__What to produce__
Return each line, exactly as given, from the one containing "22L133 19L127 63ZM127" through the end of the entries below, and skip the rest.

__Source material__

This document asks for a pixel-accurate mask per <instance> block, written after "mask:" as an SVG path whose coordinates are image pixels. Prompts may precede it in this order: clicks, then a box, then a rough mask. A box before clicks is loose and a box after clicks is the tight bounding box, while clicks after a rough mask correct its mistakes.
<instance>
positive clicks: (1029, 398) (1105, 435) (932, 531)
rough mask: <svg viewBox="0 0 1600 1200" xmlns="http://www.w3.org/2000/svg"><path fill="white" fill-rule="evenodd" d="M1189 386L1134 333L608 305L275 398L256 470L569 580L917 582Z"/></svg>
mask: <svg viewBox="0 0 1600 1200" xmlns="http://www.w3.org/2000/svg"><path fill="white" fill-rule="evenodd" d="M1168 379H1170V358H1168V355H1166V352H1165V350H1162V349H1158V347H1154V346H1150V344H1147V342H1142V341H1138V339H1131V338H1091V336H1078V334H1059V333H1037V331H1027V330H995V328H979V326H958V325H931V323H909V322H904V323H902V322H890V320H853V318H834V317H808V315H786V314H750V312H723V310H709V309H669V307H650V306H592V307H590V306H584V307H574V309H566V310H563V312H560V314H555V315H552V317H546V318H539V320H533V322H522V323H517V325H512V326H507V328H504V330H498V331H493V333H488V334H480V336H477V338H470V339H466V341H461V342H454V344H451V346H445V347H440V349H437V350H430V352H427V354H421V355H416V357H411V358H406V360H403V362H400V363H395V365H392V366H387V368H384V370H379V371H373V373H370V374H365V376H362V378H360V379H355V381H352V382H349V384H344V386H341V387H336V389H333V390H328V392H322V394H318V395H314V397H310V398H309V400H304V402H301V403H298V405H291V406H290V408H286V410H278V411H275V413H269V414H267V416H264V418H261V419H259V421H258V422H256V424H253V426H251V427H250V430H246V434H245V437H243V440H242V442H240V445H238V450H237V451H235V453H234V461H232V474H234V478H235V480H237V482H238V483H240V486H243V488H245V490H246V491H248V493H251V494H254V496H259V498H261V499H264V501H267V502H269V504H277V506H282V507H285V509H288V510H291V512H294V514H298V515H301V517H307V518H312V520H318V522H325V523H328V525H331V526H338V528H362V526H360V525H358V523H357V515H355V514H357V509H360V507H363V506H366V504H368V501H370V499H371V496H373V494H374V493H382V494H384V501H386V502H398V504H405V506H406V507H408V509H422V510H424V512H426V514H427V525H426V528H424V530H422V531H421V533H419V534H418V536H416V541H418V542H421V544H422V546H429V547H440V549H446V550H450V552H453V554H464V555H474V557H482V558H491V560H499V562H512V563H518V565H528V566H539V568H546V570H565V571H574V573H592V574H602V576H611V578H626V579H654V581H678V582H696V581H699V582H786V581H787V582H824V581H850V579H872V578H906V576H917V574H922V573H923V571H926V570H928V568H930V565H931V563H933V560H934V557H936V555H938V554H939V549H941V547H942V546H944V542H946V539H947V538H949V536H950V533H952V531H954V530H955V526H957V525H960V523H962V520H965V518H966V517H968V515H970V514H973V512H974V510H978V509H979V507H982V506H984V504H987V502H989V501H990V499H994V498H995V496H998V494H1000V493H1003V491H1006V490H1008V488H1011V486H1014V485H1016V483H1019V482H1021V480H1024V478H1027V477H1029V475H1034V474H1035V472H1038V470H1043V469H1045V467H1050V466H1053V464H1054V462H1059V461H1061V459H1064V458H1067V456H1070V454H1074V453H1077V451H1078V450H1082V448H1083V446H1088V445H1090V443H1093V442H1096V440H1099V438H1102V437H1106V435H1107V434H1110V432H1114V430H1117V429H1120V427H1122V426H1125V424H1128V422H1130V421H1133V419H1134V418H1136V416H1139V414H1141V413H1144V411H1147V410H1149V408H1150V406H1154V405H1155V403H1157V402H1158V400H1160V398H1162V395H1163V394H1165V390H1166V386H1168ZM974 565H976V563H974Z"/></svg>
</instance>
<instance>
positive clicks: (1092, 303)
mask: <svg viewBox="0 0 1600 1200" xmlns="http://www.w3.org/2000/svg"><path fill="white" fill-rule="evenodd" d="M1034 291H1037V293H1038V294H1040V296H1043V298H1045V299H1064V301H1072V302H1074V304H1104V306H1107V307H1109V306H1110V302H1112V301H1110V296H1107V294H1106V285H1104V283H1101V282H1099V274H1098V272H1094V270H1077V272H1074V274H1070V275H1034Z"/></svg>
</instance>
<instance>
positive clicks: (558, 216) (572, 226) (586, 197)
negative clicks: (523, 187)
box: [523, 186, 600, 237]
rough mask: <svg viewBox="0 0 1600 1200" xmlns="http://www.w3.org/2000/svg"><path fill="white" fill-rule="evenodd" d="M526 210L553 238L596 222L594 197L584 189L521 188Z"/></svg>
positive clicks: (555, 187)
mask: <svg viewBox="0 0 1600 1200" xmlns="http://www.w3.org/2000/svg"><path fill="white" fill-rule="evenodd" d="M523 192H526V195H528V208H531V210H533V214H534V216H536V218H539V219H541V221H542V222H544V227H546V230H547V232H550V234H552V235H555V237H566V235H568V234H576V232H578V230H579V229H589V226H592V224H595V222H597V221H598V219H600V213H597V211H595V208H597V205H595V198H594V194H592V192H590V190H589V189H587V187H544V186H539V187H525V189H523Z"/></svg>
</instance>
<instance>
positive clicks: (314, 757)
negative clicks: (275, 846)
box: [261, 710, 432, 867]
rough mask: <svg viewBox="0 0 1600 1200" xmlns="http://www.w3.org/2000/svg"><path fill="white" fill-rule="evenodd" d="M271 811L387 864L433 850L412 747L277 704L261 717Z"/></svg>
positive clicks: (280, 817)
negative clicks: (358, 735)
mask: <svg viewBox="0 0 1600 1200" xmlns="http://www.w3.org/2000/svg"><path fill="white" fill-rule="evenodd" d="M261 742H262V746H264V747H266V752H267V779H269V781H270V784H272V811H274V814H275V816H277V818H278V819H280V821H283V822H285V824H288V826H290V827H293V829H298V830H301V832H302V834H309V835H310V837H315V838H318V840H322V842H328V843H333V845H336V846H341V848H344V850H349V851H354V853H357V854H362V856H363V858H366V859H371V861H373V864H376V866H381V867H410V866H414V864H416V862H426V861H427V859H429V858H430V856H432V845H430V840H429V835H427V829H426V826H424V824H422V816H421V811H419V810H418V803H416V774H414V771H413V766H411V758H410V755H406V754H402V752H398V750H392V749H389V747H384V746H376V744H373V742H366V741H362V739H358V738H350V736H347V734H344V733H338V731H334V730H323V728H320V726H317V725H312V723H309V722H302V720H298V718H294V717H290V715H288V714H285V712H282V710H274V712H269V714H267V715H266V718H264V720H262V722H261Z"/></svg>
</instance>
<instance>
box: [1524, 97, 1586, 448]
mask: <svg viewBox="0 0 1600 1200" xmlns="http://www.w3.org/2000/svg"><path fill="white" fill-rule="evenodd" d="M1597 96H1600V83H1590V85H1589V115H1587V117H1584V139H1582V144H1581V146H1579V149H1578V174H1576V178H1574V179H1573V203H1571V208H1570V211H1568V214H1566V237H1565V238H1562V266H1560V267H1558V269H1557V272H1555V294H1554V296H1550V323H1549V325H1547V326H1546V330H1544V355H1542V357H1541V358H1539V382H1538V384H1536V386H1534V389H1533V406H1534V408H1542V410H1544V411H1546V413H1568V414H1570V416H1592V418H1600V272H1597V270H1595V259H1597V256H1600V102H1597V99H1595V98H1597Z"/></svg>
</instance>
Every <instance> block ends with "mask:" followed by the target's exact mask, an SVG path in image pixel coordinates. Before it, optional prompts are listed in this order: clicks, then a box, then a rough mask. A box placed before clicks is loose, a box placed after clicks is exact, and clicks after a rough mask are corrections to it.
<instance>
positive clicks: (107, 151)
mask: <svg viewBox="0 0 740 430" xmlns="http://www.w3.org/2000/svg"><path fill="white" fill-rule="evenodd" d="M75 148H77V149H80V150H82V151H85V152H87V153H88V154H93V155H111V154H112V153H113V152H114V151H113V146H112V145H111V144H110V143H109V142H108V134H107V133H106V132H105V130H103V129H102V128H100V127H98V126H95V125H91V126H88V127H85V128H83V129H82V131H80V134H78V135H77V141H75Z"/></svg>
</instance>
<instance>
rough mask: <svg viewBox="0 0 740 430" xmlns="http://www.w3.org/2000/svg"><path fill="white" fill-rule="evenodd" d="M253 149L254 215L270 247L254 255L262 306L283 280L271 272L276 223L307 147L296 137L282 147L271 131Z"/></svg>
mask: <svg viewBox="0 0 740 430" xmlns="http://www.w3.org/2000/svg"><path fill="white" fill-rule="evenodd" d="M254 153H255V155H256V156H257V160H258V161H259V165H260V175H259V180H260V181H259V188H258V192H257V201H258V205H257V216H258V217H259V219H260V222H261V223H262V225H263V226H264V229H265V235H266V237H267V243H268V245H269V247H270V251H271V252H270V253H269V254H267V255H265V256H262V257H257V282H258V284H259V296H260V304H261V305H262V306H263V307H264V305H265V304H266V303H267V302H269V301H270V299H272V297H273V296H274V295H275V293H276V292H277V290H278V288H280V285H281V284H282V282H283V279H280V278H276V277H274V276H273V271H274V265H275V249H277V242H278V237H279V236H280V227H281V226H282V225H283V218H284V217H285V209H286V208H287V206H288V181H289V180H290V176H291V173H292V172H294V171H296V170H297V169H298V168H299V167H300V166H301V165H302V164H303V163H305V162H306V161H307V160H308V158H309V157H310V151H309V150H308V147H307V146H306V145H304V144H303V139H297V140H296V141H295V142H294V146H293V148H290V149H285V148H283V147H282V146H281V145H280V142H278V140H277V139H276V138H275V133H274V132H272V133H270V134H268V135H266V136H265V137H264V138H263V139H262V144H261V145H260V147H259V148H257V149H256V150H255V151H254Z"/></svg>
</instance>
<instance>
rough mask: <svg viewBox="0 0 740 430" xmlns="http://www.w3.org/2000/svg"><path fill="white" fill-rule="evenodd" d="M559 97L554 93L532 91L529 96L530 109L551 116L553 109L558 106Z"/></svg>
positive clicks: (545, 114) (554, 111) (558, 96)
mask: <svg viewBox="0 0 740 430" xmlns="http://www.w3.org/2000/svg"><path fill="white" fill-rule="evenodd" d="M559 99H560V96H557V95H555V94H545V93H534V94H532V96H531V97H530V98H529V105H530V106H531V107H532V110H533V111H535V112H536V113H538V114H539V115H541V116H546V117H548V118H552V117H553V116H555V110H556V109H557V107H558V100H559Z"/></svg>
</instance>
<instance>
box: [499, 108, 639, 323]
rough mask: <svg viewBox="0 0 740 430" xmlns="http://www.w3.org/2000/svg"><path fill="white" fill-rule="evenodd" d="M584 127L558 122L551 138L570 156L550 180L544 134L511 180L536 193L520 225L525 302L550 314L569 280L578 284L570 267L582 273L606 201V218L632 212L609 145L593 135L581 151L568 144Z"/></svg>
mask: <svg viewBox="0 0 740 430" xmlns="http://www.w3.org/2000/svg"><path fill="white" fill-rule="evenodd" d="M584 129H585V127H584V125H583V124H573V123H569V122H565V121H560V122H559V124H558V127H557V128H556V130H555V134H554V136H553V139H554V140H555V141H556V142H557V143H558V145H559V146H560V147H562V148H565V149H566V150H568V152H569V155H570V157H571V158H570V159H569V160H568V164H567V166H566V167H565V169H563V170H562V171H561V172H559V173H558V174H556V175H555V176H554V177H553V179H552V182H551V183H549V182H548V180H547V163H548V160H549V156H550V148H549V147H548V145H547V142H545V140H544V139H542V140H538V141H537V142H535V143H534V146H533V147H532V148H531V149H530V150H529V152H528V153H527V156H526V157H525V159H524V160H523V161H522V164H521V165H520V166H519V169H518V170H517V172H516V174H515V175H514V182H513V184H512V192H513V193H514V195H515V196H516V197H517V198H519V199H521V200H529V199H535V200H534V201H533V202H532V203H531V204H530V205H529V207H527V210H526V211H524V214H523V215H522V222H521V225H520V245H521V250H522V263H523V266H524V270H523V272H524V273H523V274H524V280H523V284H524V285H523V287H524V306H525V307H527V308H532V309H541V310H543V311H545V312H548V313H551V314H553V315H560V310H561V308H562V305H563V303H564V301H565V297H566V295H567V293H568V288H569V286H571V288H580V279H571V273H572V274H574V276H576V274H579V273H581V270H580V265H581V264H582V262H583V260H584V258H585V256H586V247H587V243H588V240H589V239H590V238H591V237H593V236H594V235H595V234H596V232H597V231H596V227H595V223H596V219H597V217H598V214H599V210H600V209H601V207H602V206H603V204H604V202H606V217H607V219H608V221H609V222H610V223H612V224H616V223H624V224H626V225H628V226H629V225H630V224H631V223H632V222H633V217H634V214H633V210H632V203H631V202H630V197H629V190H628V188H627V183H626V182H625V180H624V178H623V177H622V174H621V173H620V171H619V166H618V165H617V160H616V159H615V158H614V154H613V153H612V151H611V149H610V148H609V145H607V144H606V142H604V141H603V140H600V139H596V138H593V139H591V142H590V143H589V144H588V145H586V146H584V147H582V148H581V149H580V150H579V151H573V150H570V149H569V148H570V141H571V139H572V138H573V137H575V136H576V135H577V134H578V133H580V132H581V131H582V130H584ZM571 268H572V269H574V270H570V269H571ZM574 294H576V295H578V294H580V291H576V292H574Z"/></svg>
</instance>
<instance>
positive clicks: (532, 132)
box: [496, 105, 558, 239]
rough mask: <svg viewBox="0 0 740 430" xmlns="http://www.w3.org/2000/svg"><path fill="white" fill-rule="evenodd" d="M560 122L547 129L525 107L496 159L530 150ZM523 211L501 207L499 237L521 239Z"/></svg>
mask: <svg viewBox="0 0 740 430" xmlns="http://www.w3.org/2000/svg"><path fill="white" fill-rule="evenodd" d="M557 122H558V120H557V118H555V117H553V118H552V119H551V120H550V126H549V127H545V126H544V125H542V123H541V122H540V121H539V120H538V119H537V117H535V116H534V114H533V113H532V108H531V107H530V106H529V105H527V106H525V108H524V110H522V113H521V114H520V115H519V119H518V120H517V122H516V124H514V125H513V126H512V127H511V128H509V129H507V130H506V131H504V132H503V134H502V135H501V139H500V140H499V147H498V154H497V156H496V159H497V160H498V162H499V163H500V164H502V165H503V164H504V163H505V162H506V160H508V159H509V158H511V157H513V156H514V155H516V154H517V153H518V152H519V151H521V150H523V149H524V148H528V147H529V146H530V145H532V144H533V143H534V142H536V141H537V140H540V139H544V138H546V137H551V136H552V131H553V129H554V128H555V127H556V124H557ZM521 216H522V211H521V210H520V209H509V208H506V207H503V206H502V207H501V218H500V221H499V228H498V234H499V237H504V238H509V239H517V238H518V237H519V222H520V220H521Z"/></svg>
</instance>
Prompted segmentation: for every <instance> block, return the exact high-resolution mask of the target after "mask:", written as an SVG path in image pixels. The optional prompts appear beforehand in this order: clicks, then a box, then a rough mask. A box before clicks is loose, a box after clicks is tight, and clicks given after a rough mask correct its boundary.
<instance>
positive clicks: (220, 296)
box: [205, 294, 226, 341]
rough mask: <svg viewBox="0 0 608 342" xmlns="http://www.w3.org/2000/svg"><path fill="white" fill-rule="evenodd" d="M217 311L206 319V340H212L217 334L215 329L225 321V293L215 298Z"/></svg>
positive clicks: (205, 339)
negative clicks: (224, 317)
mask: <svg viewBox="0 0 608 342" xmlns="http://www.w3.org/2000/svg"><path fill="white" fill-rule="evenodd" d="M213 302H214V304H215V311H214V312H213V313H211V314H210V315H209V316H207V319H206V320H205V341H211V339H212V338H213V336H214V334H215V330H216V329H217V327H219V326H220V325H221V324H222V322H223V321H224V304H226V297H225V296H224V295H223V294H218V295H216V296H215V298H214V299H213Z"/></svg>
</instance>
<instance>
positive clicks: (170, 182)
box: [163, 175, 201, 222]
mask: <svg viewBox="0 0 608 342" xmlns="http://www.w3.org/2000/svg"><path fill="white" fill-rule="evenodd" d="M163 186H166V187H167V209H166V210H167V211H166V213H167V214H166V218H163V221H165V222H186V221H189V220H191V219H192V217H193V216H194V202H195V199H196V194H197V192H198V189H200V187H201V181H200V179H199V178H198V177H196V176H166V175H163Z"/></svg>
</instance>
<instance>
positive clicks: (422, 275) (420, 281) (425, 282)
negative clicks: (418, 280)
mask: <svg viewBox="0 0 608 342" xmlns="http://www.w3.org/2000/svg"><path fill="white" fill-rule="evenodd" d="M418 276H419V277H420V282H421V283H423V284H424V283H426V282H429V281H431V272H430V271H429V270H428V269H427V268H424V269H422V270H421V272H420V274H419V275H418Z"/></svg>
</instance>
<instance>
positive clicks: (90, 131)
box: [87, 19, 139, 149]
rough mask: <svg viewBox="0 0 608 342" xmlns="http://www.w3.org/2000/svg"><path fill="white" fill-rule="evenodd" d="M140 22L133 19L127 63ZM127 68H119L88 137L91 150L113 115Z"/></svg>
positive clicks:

__The answer__
rough mask: <svg viewBox="0 0 608 342" xmlns="http://www.w3.org/2000/svg"><path fill="white" fill-rule="evenodd" d="M140 22L133 19L127 63ZM127 68H119L88 137L91 150L113 115Z"/></svg>
positive clicks:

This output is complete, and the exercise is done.